▶ **TO BE DONE**: Reproduce the entries below, switching every "Locate" to "Find" and leaving everything else unchanged.

# Start of ENTRIES PROVIDED

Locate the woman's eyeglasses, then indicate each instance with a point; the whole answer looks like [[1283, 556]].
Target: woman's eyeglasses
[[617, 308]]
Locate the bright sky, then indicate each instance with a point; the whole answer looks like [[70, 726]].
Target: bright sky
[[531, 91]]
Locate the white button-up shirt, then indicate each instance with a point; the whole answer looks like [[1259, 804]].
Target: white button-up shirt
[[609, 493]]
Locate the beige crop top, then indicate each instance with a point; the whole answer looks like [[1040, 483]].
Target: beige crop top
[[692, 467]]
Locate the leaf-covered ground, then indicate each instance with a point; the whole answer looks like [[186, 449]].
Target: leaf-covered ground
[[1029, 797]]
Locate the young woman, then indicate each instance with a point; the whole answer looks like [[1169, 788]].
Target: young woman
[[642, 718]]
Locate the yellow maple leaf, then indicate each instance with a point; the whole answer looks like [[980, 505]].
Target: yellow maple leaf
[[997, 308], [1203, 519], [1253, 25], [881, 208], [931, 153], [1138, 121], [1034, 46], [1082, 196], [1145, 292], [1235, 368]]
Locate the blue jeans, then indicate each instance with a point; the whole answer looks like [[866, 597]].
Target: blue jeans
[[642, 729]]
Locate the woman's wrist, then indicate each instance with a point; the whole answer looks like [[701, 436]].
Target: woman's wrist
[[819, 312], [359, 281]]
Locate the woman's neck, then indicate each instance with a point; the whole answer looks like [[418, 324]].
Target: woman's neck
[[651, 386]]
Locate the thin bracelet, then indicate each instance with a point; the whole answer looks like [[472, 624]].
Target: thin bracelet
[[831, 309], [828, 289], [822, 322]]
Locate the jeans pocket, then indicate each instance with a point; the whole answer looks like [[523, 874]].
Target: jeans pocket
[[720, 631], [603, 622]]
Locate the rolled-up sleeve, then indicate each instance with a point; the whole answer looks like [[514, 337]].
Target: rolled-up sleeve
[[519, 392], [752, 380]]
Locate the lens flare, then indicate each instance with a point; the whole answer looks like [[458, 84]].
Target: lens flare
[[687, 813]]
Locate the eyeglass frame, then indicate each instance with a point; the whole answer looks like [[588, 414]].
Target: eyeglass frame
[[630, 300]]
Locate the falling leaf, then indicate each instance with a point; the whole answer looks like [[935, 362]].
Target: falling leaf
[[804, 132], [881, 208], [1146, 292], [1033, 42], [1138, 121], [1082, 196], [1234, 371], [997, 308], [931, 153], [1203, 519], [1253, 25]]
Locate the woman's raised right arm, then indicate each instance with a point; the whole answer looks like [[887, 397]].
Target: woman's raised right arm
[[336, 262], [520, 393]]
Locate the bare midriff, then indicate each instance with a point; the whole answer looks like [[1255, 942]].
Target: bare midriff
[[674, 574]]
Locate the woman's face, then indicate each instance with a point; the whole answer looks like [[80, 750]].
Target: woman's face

# End of ENTRIES PROVIDED

▶ **OUTPUT FOR THIS TASK**:
Find the woman's eyeglasses, then indicate each instance with a point; the whole answer looks like [[1283, 556]].
Target: woman's eyeglasses
[[617, 308]]
Find the bright sky, then indicate each instance with a point; the whole answer looks like [[70, 726]].
Target: bright sky
[[531, 91]]
Find the white button-up shirt, then indicate each instance with a point; the whole answer looks like [[1259, 804]].
Target: white button-up shirt
[[609, 493]]
Find the beige crop top, then indicate each instance with a point; the whole answer looks like [[1040, 483]].
Target: beige crop top
[[692, 467]]
Find the leaf-covered ground, then indicate each instance with a point; the whole answer looks like [[186, 449]].
Target: leaf-covered ground
[[1029, 797]]
Find the young woman, then indicate each instance with a point; the whole answer looks like [[1169, 788]].
Target: young woman
[[642, 718]]
Find the yellow maple leaf, then indicate each instance with a point; the whole answer looks like [[980, 505]].
Target: yellow maple leaf
[[997, 308], [1203, 519], [1253, 25], [881, 208], [931, 153], [1138, 121], [1034, 46], [1082, 196], [1145, 292], [1235, 368]]
Find the blue jeans, then indicate each instance with a point; the whole answer looks like [[866, 597]].
Target: blue jeans
[[642, 729]]
Find the woman's wrist, then indicate each instance with a point; the whole answer looks like [[701, 436]].
Target: woman's wrist
[[819, 312], [359, 281]]
Find the woman's neck, then indicate each instance with a point; the whole answer looks like [[418, 324]].
Target: woman's neck
[[651, 386]]
Find the thin bracelet, then indicate each instance with a point; the whole answer looks like [[472, 624]].
Target: thin bracelet
[[831, 309], [828, 289], [822, 322]]
Find the jeans pocket, then indicate each instance with a point; the whole answer looks like [[523, 874]].
Target: jeans pocket
[[720, 631], [603, 622]]
Find the rolled-up sleeve, then indicate each instance with a point; the whole answer looks like [[514, 337]].
Target: rolled-up sleeve
[[519, 392], [752, 380]]
Find the lens flare, then indicate each instance with a point; the whole answer looks like [[458, 84]].
Target: lens flare
[[687, 813]]
Find the eyeglass frame, then indicate each instance with a point; the whole answer looks like [[588, 414]].
Target: eyeglass frame
[[630, 300]]
Find the falling leaf, then indicate each instance with a point; the whole answer looks like [[935, 362]].
Target: falling leaf
[[804, 132], [881, 208], [1146, 292], [1033, 42], [1138, 121], [1082, 196], [1234, 371], [997, 308], [931, 153], [1203, 519], [1253, 25]]
Find the woman's raised right arm, then indicate each instance with a point; the whole answer looks like [[887, 397]].
Target: woman's raised right arm
[[336, 262], [520, 393]]
Find the bare midriff, then indicate each instance with a point; the whole answer looks like [[1255, 942]].
Target: bare midriff
[[674, 574]]
Find the woman's face, then indicate each instance with a point; the whole answer looks like [[80, 750]].
Target: woman's face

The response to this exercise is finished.